▸ Trecho da fonte
Ensaios sobre acontecimentos sociopolíticos, culturais e institucionais do Brasil e do Mundo
Essa coisa acesa chamada Carnaval de rua
Silvana Barros (SPFOR)
Assistindo à passagem dos blocos que saem às ruas da Praia de Iracema, em Fortaleza, no pré-carnaval, me encanto com a artesania, a alegria e a leveza dos blocos e, contagiada por essa força que movimenta e aglutina tantas pessoas na brincadeira do prazer, da alteridade e da diversidade, me junto ao cortejo. Afinal, “eu quero o bloco do prazer, e quem não vai querer?”
“Bloco do prazer”, a música conhecida na interpretação de Gal Costa, é de autoria do compositor, poeta, ilustrador, arquiteto e urbanista cearense Fausto Nilo*, homenageado do ciclo carnavalesco de Fortaleza em 2024.
A música de Fausto Nilo, bem como seus projetos arquitetônicos, apontam para a ocupação espontânea das cidades e para o equilíbrio entre ambiente e cultura. Como urbanista, Fausto afirma que o desafio das grandes cidades é encontrar uma forma possível de comunidade, de convivência e produção de valores, para termos a condição de fazer uso compartilhado dos espaços urbanos.
O jovem libertário veio de Quixeramobim, interior do Ceará. Apaixonado pela música e pela cidade, declara que teve a sorte de viver a rua, onde aprendeu a brincar com a arquitetura das palavras e sonoridades. Dessa forma, faz, como ele diz, as melodias e as cidades cantarem: “Felicidade é uma cidade pequenina, é uma casinha, é uma colina, qualquer lugar que se ilumina, quando a gente quer amar…”
Fausto Nilo sonha e canta o projeto de cidades viáveis, justas, com equidade de acessos e com a base natural bem relacionada com os artefatos.
Nesse sentido, me pergunto se a aposta política e poética dos blocos de rua, de respeito às singularidades expressas na pulsação dos corpos e no uso das fantasias e adereços, pode ser compreendida como um modelo viável e inclusivo de ocupação do espaço público; e se a potência dos afetos, da alegria, da imaginação, da sexualidade e da sensorialidade dos brincantes pode ser lida como uma corporificação de Eros ocupando a cidade.
A cultura carnavalesca dos cortejos, a renovação e/ou resgate de tradições através de marchinhas colocam a música e a arte popular em cena, revelando a comunhão entre festa e engajamento, relacionada à noção de ativismo musical, sendo uma expressão estética livre e irreverente que a muitos ainda amedronta.
As cidades comportam, sem repressão, tamanho frenesi e transgressão?
Conseguem lidar com pessoas cantando e dançando nas ruas, mobilizadas por essa coisa acesa que se manifesta na efervescência dos corpos, numa espécie de catarse que dá ao povo uma sensação de pertencimento e de ocupação da cidade?

▸ Tarefa 1
Como fica em inglês a frase "As cidades comportam, sem repressão, tamanho frenesi e transgressão?", do ensaio sobre o Carnaval de rua?
O ensaio acima e as linhas a seguir são materiais independentes entre si.

[Linhas contidas em um conjunto de dados]
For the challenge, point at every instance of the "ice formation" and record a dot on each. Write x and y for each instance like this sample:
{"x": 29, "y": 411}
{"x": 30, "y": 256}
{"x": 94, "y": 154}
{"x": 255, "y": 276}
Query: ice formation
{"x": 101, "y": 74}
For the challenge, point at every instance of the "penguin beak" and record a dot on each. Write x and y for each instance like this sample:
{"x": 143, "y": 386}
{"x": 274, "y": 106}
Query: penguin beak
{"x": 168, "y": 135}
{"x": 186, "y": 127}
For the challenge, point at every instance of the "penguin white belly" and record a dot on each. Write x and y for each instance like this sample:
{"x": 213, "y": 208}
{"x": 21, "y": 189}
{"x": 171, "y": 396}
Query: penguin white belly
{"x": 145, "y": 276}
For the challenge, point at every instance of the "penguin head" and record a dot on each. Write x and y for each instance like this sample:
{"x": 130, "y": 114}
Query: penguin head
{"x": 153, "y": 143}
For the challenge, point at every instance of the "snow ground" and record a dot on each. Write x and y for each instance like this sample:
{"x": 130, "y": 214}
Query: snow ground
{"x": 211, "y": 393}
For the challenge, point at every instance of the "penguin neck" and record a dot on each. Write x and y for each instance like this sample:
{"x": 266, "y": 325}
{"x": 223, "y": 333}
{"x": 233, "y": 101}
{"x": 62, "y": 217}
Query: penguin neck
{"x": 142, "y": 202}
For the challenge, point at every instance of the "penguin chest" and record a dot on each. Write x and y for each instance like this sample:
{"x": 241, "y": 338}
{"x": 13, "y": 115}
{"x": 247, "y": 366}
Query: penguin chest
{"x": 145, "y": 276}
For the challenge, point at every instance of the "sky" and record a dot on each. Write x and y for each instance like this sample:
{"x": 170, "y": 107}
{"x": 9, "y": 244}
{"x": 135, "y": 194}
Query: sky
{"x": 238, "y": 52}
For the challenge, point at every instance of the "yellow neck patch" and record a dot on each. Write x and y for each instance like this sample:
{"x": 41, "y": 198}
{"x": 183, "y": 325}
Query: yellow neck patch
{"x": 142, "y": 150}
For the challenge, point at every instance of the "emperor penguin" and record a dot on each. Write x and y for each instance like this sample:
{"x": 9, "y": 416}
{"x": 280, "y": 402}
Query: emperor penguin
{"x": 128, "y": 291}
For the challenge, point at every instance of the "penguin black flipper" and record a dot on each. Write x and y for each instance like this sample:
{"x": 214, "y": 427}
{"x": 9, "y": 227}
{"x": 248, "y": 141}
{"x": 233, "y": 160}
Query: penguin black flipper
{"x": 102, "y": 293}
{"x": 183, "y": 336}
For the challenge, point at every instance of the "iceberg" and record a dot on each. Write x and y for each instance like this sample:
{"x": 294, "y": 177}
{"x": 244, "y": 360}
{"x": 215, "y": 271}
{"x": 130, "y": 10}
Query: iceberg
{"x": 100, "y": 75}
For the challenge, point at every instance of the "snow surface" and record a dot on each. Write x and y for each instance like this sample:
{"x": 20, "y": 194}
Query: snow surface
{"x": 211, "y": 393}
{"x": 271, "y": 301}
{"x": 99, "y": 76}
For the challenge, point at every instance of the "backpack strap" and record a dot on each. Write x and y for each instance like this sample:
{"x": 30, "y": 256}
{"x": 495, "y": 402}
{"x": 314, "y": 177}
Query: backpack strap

▸ Tarefa 2
Quais linhas contêm a palavra "iceberg"? Identifique-as e copie cada uma.

▸ Resultado 1
Can cities accommodate such frenzy and transgression without repression?

▸ Resultado 2
For the challenge, point at every instance of the "iceberg" and record a dot on each. Write x and y for each instance like this sample:
Query: iceberg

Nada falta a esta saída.